Rewrite the lines of the records below as a numbered list with blank lines omitted. Begin at the line that contains "to the dense" and stop after the line that contains "pixel 571 221", including both.

----

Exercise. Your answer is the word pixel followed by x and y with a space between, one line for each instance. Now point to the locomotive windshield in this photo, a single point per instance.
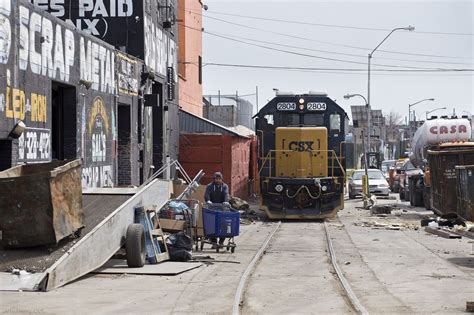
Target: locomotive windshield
pixel 297 119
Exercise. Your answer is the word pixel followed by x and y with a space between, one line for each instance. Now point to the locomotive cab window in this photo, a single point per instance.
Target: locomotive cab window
pixel 335 122
pixel 313 119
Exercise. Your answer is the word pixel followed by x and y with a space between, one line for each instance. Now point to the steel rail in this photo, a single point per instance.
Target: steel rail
pixel 243 280
pixel 345 284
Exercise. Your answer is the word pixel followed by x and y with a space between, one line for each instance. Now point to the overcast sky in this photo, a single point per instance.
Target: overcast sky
pixel 424 49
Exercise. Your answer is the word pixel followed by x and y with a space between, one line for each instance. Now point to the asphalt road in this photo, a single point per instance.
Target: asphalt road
pixel 392 264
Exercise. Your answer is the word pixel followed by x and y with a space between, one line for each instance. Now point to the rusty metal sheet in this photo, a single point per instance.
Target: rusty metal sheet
pixel 465 191
pixel 40 203
pixel 443 164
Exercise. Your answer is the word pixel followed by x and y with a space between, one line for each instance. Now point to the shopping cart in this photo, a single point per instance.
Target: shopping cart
pixel 220 221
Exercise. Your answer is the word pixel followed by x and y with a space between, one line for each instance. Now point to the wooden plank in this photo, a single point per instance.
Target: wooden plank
pixel 170 268
pixel 98 246
pixel 442 233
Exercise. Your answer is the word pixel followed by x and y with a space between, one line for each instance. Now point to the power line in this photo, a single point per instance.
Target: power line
pixel 339 53
pixel 315 56
pixel 329 43
pixel 328 25
pixel 307 55
pixel 334 69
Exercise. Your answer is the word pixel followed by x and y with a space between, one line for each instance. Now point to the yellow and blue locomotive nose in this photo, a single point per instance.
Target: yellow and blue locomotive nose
pixel 301 152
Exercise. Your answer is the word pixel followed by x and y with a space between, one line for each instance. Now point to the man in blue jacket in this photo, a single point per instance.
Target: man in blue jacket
pixel 217 192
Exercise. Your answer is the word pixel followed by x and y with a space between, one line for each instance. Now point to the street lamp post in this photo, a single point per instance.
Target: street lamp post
pixel 433 110
pixel 409 115
pixel 409 28
pixel 366 148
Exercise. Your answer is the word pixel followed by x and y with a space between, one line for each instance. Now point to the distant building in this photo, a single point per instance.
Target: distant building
pixel 190 56
pixel 229 110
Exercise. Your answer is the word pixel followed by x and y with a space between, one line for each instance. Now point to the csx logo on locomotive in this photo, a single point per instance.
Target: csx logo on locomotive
pixel 301 146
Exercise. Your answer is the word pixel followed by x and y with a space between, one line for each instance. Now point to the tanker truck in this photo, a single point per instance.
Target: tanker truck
pixel 437 147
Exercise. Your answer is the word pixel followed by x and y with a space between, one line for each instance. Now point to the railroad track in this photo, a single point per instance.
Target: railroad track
pixel 274 240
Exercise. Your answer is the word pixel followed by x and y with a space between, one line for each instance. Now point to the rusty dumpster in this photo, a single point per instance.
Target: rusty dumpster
pixel 40 204
pixel 442 162
pixel 465 191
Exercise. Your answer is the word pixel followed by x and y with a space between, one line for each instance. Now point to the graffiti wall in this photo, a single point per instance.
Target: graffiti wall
pixel 64 83
pixel 40 58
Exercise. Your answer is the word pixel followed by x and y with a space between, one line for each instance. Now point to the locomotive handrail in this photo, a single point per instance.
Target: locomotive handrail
pixel 269 157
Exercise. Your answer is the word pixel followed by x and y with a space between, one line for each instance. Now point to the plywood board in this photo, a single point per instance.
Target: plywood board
pixel 167 268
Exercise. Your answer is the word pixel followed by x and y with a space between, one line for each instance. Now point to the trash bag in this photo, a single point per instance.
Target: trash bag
pixel 179 246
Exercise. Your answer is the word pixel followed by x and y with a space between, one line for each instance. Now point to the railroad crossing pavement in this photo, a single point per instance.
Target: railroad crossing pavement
pixel 390 270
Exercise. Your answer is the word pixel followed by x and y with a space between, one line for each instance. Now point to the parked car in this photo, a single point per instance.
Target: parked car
pixel 378 185
pixel 394 175
pixel 407 170
pixel 386 165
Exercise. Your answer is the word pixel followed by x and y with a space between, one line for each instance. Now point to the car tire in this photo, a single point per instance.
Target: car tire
pixel 135 245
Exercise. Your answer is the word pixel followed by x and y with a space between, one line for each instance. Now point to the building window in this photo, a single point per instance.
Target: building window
pixel 200 69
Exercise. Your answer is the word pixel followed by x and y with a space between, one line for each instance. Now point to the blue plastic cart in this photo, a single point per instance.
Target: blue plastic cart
pixel 220 221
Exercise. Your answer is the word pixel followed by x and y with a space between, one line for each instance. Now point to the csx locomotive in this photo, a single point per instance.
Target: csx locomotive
pixel 300 158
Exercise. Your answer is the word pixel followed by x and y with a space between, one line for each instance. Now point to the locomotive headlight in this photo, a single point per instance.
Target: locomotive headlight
pixel 279 188
pixel 301 101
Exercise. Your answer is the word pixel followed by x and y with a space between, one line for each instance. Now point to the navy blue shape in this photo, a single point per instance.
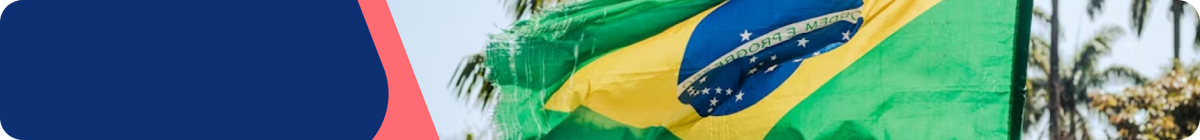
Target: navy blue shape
pixel 168 70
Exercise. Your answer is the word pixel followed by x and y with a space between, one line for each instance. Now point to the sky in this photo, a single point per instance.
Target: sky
pixel 1149 54
pixel 438 34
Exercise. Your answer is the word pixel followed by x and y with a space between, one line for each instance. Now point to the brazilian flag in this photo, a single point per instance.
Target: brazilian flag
pixel 753 70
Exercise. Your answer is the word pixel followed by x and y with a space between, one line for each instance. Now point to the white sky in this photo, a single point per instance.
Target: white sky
pixel 1149 54
pixel 438 34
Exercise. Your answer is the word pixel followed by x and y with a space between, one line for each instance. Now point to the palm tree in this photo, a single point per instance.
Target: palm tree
pixel 1068 87
pixel 1074 81
pixel 472 72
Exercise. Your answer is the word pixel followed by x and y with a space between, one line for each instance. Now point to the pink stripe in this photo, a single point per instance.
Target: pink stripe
pixel 407 117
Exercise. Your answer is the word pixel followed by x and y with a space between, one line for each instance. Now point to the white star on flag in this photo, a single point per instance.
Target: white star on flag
pixel 803 42
pixel 745 35
pixel 739 96
pixel 845 35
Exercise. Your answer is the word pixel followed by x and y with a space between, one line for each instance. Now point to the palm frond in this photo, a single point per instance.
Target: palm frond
pixel 1117 73
pixel 1099 46
pixel 473 73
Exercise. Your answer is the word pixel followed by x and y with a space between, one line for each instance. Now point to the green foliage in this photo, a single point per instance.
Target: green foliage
pixel 1170 107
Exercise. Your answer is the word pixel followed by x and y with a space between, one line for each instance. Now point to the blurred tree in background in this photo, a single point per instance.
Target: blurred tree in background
pixel 1163 109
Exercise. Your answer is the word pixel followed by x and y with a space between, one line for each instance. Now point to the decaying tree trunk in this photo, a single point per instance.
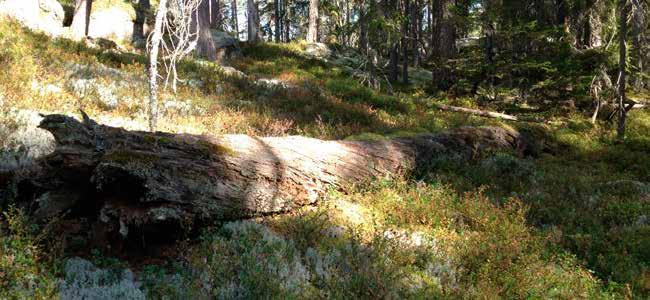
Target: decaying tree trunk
pixel 132 181
pixel 482 113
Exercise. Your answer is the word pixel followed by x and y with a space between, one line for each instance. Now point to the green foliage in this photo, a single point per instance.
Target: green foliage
pixel 85 281
pixel 263 264
pixel 24 268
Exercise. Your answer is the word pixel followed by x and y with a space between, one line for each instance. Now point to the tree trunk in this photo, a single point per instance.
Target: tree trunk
pixel 156 37
pixel 405 43
pixel 233 16
pixel 137 182
pixel 638 43
pixel 205 45
pixel 312 31
pixel 445 39
pixel 414 32
pixel 216 17
pixel 278 22
pixel 286 20
pixel 363 28
pixel 253 22
pixel 81 18
pixel 622 113
pixel 141 10
pixel 394 68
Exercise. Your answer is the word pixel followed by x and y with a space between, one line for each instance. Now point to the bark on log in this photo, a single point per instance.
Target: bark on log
pixel 482 113
pixel 130 180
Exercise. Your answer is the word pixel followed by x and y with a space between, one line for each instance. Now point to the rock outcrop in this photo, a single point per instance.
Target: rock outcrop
pixel 39 15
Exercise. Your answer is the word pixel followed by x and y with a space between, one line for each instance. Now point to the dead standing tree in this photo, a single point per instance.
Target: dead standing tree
pixel 176 36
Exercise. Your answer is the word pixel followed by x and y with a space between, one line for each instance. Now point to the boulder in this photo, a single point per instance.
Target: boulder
pixel 227 46
pixel 40 15
pixel 318 51
pixel 112 22
pixel 230 71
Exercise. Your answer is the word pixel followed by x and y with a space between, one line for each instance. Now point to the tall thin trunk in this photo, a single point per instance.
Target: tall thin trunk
pixel 253 22
pixel 140 19
pixel 153 65
pixel 205 44
pixel 278 21
pixel 363 28
pixel 622 112
pixel 81 19
pixel 233 17
pixel 216 17
pixel 347 22
pixel 286 20
pixel 638 41
pixel 312 31
pixel 394 68
pixel 414 32
pixel 405 43
pixel 561 13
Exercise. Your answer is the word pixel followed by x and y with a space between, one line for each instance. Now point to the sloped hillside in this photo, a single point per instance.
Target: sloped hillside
pixel 569 221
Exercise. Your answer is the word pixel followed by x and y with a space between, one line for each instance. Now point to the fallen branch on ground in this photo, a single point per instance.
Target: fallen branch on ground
pixel 482 113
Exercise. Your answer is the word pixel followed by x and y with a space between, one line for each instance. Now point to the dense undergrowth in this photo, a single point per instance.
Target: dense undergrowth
pixel 569 222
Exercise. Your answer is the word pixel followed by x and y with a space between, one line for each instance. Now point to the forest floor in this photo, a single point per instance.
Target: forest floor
pixel 571 221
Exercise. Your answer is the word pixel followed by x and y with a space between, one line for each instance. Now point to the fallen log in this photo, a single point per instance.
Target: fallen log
pixel 482 113
pixel 133 181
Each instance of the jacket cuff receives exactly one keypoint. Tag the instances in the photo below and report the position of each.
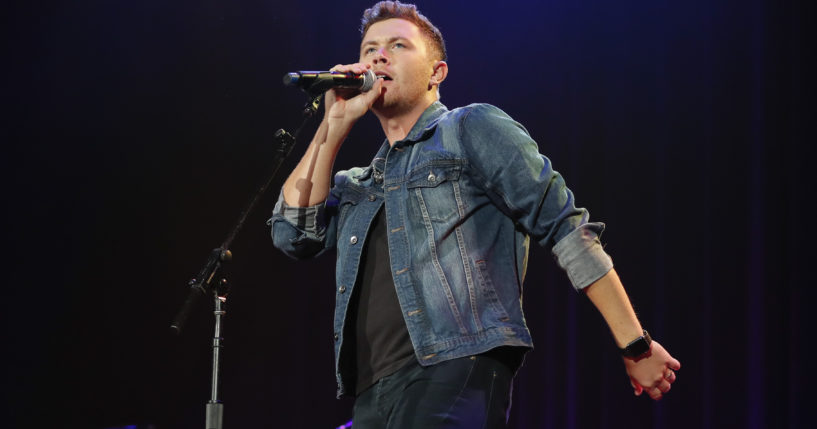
(582, 256)
(307, 219)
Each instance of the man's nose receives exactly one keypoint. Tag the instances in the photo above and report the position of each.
(380, 56)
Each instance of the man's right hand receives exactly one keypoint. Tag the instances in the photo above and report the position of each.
(344, 107)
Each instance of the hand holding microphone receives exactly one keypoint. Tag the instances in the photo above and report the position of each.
(350, 92)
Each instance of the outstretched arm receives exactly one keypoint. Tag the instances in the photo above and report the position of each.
(652, 372)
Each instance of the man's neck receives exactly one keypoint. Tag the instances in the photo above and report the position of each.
(396, 127)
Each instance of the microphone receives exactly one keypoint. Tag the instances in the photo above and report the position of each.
(316, 82)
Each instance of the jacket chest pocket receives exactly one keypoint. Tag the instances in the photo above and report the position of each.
(434, 192)
(347, 206)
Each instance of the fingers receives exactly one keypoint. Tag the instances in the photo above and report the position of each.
(637, 389)
(674, 364)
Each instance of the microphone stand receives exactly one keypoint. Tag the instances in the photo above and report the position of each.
(203, 283)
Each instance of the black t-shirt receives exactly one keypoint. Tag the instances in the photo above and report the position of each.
(382, 342)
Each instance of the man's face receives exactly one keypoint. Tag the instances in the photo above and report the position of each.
(397, 50)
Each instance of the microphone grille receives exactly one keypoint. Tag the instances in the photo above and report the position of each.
(368, 80)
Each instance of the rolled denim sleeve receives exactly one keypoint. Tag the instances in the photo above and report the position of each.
(524, 184)
(582, 256)
(299, 232)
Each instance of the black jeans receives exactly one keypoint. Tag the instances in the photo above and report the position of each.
(470, 392)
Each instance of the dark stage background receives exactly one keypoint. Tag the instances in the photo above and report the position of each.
(135, 132)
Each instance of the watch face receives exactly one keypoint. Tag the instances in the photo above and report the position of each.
(638, 348)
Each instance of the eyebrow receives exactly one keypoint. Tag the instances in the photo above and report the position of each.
(390, 40)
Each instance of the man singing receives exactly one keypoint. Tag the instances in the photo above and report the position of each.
(432, 242)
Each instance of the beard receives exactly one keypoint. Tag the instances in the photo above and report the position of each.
(398, 100)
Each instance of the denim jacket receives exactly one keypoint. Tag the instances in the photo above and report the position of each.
(464, 193)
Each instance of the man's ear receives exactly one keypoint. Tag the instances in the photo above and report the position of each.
(439, 73)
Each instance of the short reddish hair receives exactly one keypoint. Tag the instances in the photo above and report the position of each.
(394, 9)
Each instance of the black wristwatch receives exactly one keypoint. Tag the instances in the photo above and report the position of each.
(638, 346)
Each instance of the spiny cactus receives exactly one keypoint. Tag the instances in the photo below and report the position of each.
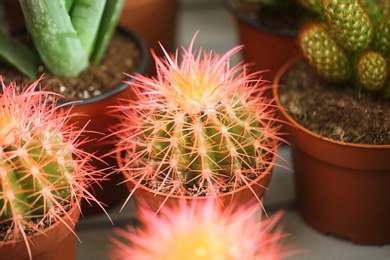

----

RESULT BELOW:
1. Exercise. Your answer is the word pixel followed by x and y with a space between, one line for each instance. Now point to the dense undergrowth in this photo, a single point per instance.
2. Target: dense undergrowth
3. pixel 569 222
4. Exercise. Your answer is the word pixel followed by x and y with a space between, one line for each instance. Now point to the forest floor in this photo, a single point per instance.
5. Target: forest floor
6. pixel 571 221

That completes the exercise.